(Text shown begins)
MINISTER FOR HEALTH AND AGED CARE, MARK BUTLER: Morning, Graeme. Happy New Year. 
 
GOODINGS: And to you too. Fewer than one in four Urgent Care Clinics are open the full extended hours. The concept is great, but it's not really working at this stage, is it?
 
BUTLER: No, it's working tremendously well, Graeme. You're right to say that these clinics, some of which have only been open for a few weeks, aren't yet operating all of the hours that we committed to in the election, which was until 10pm, but here in South Australia, the Northern, the Western, and the Marion Clinic are open till 8pm. They're open seven days a week. I was at the Western Clinic in Royal Park, and they were talking to us about cases that they dealt with on Christmas Day.
(Text shown ends)
▸ **Exercise requirements**:
- A) According to the interview with Mark Butler, what share of Urgent Care Clinics are open the full extended hours?
- B) Summarize the interview with Mark Butler in two sentences.
- C) Continue the interview with Mark Butler after its last sentence.
(Given information begins)
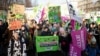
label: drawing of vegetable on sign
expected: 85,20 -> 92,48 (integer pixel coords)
(Given information ends)
▸ **Task results**:
- A) Fewer than one in four.

- B) Graeme Goodings notes that fewer than one in four Urgent Care Clinics are open the full extended hours, but Health and Aged Care Minister Mark Butler says the clinics are working tremendously well. Butler concedes that some clinics, open only a few weeks, do not yet run until the promised 10pm, though three in South Australia stay open until 8pm seven days a week.

- C)
Already 130,000 services have been delivered by these clinics that have, in many cases, only been open for weeks or a few months at the most. About 60 per cent of the patients who are going through these clinics are saying if that clinic wasn't open, they'd be at a hospital emergency department. Your last listener was just talking about how pressured hospital emergency departments are, not just here in South Australia, but right across the country. Indeed, after three or four years of pandemic, right across the world, hospital systems are heaving. I don't pretend that this new model of care, and for Australia, it is a very new model of care - Urgent Care Clinics - are going to be working perfectly from day one, 100% of the time for every single person that comes through the door, but I think on any indicator they are working very, very well, delivering care people need in their community when they need it. They need it urgently, particularly for their kids, and it already is taking pressure off hospital emergency departments.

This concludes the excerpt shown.